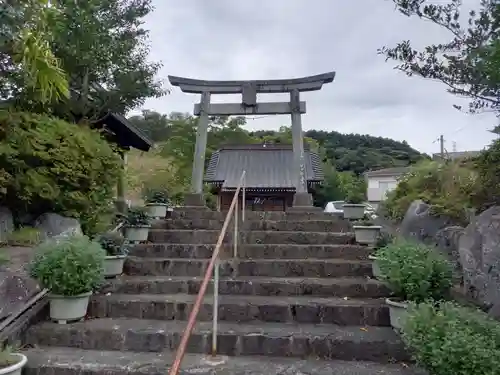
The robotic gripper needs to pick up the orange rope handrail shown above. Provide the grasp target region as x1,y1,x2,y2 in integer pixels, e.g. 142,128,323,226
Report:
168,171,245,375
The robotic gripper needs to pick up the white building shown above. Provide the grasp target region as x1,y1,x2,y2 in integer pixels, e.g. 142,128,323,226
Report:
364,167,409,207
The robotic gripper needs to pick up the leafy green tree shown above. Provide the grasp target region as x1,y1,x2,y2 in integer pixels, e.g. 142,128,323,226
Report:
379,0,500,113
0,111,122,235
17,0,166,121
0,0,69,103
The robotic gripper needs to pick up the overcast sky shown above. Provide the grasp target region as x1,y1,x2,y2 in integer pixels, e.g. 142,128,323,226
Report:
139,0,497,153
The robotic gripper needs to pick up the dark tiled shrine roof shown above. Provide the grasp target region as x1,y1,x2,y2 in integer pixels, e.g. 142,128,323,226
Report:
205,144,323,189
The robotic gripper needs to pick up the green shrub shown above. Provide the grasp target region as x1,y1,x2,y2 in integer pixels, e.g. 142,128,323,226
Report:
97,232,128,256
402,302,500,375
6,227,41,247
472,139,500,211
0,111,122,235
143,189,170,204
375,232,394,250
125,207,151,227
345,189,365,204
383,161,477,224
375,239,453,303
30,236,106,296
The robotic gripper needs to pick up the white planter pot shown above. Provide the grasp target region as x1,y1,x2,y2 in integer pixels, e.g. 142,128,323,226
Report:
385,298,408,330
49,292,92,324
342,203,365,219
125,225,150,243
368,255,382,280
352,225,382,245
0,353,28,375
104,255,127,277
146,203,168,219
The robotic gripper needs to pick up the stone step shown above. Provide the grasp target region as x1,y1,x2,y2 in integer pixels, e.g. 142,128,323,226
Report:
23,347,420,375
129,243,373,260
26,318,409,363
89,294,389,326
101,276,389,298
153,218,351,232
149,229,354,245
172,209,344,221
124,256,372,277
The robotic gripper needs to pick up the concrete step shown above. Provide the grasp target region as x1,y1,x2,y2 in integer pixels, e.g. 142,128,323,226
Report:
26,318,409,363
153,218,351,232
149,229,354,245
172,209,344,221
101,276,389,298
129,243,373,260
124,256,372,277
89,294,389,326
23,347,420,375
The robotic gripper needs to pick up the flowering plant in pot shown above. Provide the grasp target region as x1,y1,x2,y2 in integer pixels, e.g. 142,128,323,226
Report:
30,236,106,324
342,189,365,219
352,215,382,245
375,239,453,329
98,232,128,277
0,346,28,375
144,189,171,219
368,232,394,279
125,207,151,243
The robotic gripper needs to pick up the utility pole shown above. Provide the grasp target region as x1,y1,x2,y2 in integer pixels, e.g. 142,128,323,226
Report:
439,135,444,160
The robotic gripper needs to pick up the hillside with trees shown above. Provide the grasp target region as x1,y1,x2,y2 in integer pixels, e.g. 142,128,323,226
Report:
129,110,425,206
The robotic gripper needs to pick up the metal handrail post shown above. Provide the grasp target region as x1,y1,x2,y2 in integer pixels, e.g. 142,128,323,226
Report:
212,259,220,357
168,171,245,375
241,171,247,223
233,197,239,258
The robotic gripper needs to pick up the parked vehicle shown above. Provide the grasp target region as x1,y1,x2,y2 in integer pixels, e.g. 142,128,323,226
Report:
324,201,377,219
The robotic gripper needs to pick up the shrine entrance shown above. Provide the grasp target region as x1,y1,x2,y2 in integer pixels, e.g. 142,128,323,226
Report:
168,72,335,210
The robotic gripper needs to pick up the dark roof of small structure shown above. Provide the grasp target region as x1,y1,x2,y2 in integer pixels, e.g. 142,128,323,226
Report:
364,167,410,177
205,144,324,189
432,151,481,160
93,112,153,151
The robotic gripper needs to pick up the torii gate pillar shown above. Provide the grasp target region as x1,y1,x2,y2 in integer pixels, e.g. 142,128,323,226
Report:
168,72,335,210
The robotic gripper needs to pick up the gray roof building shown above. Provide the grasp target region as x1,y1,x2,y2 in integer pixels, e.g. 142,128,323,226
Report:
205,144,324,191
364,167,410,177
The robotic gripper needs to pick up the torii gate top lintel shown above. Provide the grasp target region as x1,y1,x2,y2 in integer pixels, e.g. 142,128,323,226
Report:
168,72,335,94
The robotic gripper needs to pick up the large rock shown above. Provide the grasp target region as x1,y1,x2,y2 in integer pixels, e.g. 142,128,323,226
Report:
459,206,500,312
399,200,453,242
34,213,83,240
0,247,40,321
433,226,465,276
0,206,14,243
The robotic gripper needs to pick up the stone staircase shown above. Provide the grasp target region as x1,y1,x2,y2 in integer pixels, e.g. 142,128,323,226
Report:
20,211,422,375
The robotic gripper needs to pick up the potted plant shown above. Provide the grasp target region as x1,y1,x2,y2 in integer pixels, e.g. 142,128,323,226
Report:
125,207,151,243
98,232,128,277
343,190,365,220
375,240,453,329
352,215,382,245
0,347,28,375
30,235,106,324
145,189,170,219
368,232,393,279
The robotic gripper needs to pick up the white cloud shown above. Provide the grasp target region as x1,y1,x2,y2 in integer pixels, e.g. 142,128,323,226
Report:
140,0,496,153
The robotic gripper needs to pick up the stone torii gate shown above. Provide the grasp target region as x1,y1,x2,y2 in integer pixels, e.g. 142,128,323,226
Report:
168,72,335,210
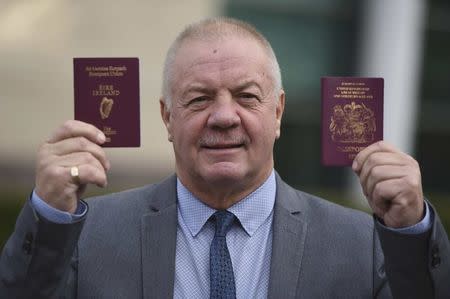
----------
Given task: Print every line of the records above word for word, leaving out the pictures.

Finished exercise:
The robotic gripper needs to pick up the orange rope handrail shown above. Provide the grasp target region as x1,y1,x2,y2 in integer pixels, e.g. 142,128,323,226
Report:
168,171,245,375
The robotic gripper needs to pick up the white building shown above. Provide the grasp target region as x1,y1,x2,y2 in integer pixels, e.g. 142,128,323,226
Report:
364,167,409,207
The robotic gripper needs to pick up the leafy green tree shown above. Provide the grasp target region as x1,y1,x2,y2 in integer pixels, e.g. 142,128,323,226
Report:
379,0,500,113
0,111,122,235
17,0,166,121
0,0,69,103
The robotic gripper needs to pick up the overcast sky shown above. Provide the grasp target region as x1,y1,x2,y2 in integer pixels, e.g. 142,128,323,226
Report:
139,0,497,153
The robotic gripper needs to pick up the dark tiled shrine roof shown above. Provide the grasp target region as x1,y1,x2,y2 in integer pixels, e.g. 142,128,323,226
Report:
205,144,323,189
The robotic gripper needs to pick up the green shrub shown above. Provide the grasp target region as x1,y1,x2,y2 in integer pixels, e.g. 142,128,323,226
Report:
97,232,128,256
402,302,500,375
6,227,41,247
472,139,500,211
0,111,122,235
143,189,170,204
375,232,394,250
125,207,151,227
345,189,365,204
383,161,477,224
375,239,453,303
30,236,106,296
The robotic gripper needs to pick up the white planter pot shown above. Provide the grasp target region as x1,y1,x2,y2 in integer pixels, e.g. 142,128,323,226
Report:
385,298,408,330
49,292,92,324
342,203,365,219
125,225,150,243
368,255,382,280
352,225,382,245
0,353,28,375
104,255,127,277
146,203,168,219
The robotic gripper needs to pick up the stone step shown above. Provide the grasp target region as x1,y1,x2,y2 in integer pixels, e.g. 142,128,323,226
Report:
23,347,420,375
129,243,373,260
26,318,409,363
89,294,389,326
101,276,389,298
153,218,351,232
149,229,354,245
172,209,344,221
124,256,372,277
The robotic gripper needs to pick up the concrete step shown above. Provide the grasp target region as x1,y1,x2,y2 in integer pixels, e.g. 142,128,323,226
Report:
26,318,409,363
153,218,351,232
149,229,354,245
172,209,344,221
101,276,389,298
129,243,373,260
124,256,372,277
89,294,389,326
23,347,420,375
The robotic gripper needs to pick up the flowering plant in pot shown above. Provide the grasp target region as x1,y1,x2,y2 in integer pixels, e.g. 142,128,323,226
Report:
30,236,106,324
342,189,365,219
352,215,382,245
375,239,453,329
98,232,128,277
0,346,28,375
144,189,171,219
368,232,394,279
125,207,151,243
The robotic gripper needs to pick up the utility pole shown above. Provide the grasp target region as x1,y1,x2,y2 in integer pixels, e.g. 142,128,323,226
Report:
439,135,444,160
The robotic gripper needs to pick up the hillside with trees shown above. Provide the grasp target region as x1,y1,x2,y2 in integer pixels, e.g. 142,128,323,226
Report:
129,110,425,206
The robotic gripper needs to pick up the metal handrail post shown above. Provide the grasp target region as x1,y1,x2,y2 in integer pixels, e.g. 142,128,323,226
Report:
212,259,220,357
168,171,245,375
241,171,247,223
233,197,239,258
The robotic gripper needs to pick up the parked vehicle shown above. Provide the grasp target region as x1,y1,x2,y2 in integer pixels, e.g. 142,128,323,226
Report:
324,201,377,219
The robotic gripper needs to pick up the shrine entrance shown above. Provide the grasp target region as x1,y1,x2,y2 in integer pixels, e.g. 142,128,323,226
Report:
168,72,335,210
The robotic gripper needs to pick up the dark roof of small structure shown above. Provide the grasp target region as x1,y1,x2,y2 in integer pixels, e.g. 142,128,323,226
Report:
364,167,410,177
205,144,324,189
432,151,481,160
93,112,153,151
The robotic gripper needs to pick up the torii gate pillar shown above. Provide the grasp target region as x1,y1,x2,y2 in integer pixels, e.g. 142,128,323,226
Report:
168,72,335,210
The robotic gripper needs to pick up the gray roof building shown above. Provide the grasp target region as x1,y1,x2,y2 in integer pixels, e.g. 142,128,323,226
Report:
205,144,324,191
364,167,410,177
The robotic gripper needs to pick up the torii gate top lintel shown above. Provide the grasp target region as x1,y1,x2,y2 in integer pixels, e.g. 142,128,323,226
Report:
168,72,335,94
The robotic gripper needs to pick up the large rock shown above. Provide the grasp target region as x1,y1,x2,y2 in integer pixels, e.g. 142,128,323,226
Report:
459,206,500,312
399,200,453,242
34,213,83,240
0,247,40,321
433,226,465,276
0,206,14,243
The robotic gripper needs to pick up the stone staircase shown above. Provide the grasp target region as x1,y1,x2,y2 in integer pixels, e.g. 142,128,323,226
Report:
20,211,422,375
The robotic gripper needs to pick up the potted plant shown above. Provide the grasp target region as x1,y1,x2,y2 in integer pixels, e.g. 142,128,323,226
Report:
125,207,151,243
98,232,128,277
343,190,365,220
375,240,453,329
352,215,382,245
0,347,28,375
30,235,106,324
145,189,170,219
368,232,393,279
The robotic gripper needs to pick up the white cloud shown above. Provide the grasp target region as x1,y1,x2,y2 in integer pixels, e.g. 142,128,323,226
Report:
140,0,496,153
The robotic gripper needs to pick up the stone torii gate shown above. Provide the grasp target region as x1,y1,x2,y2 in integer pixels, e.g. 142,128,323,226
Report:
168,72,335,210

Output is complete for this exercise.